What you will do
Find all the lines in the material below with the word "white", and copy them.

The data
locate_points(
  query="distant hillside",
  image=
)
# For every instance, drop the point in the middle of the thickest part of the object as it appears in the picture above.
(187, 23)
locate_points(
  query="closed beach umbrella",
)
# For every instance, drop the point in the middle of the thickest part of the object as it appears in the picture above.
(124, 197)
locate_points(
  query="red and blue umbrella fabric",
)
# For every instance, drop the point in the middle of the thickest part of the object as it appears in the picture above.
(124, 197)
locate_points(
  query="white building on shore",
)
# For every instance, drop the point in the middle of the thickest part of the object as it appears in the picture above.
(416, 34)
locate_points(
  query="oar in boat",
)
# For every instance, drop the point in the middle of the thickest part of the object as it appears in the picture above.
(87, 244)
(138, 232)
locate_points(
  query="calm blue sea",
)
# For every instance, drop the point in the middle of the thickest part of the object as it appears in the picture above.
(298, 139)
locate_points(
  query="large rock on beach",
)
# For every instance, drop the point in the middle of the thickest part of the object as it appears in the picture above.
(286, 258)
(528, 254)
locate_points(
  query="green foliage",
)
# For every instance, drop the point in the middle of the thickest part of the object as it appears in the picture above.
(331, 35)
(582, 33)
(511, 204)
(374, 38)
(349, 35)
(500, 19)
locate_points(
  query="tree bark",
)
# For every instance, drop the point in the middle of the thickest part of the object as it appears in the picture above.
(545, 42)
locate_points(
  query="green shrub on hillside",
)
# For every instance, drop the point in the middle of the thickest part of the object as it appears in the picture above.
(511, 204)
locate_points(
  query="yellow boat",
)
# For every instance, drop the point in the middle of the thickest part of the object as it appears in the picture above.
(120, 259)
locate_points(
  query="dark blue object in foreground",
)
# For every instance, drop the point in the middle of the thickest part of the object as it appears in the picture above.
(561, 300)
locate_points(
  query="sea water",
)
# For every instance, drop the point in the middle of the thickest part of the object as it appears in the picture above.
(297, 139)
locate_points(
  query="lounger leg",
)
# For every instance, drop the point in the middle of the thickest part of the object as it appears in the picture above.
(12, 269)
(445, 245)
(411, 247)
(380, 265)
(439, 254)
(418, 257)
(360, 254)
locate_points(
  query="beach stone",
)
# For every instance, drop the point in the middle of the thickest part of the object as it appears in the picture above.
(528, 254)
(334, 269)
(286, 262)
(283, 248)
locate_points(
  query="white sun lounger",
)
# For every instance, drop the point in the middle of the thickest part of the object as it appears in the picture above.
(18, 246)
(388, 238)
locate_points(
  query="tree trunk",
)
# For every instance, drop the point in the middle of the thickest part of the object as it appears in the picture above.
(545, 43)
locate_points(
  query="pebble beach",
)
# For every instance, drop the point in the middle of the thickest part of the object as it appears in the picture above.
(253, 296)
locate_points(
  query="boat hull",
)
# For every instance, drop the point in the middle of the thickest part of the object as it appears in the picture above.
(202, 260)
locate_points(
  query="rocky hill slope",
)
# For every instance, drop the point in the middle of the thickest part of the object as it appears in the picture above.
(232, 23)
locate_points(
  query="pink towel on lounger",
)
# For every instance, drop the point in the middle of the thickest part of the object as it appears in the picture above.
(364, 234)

Result of the exercise
  query="white building on shore",
  query="white sun lounger",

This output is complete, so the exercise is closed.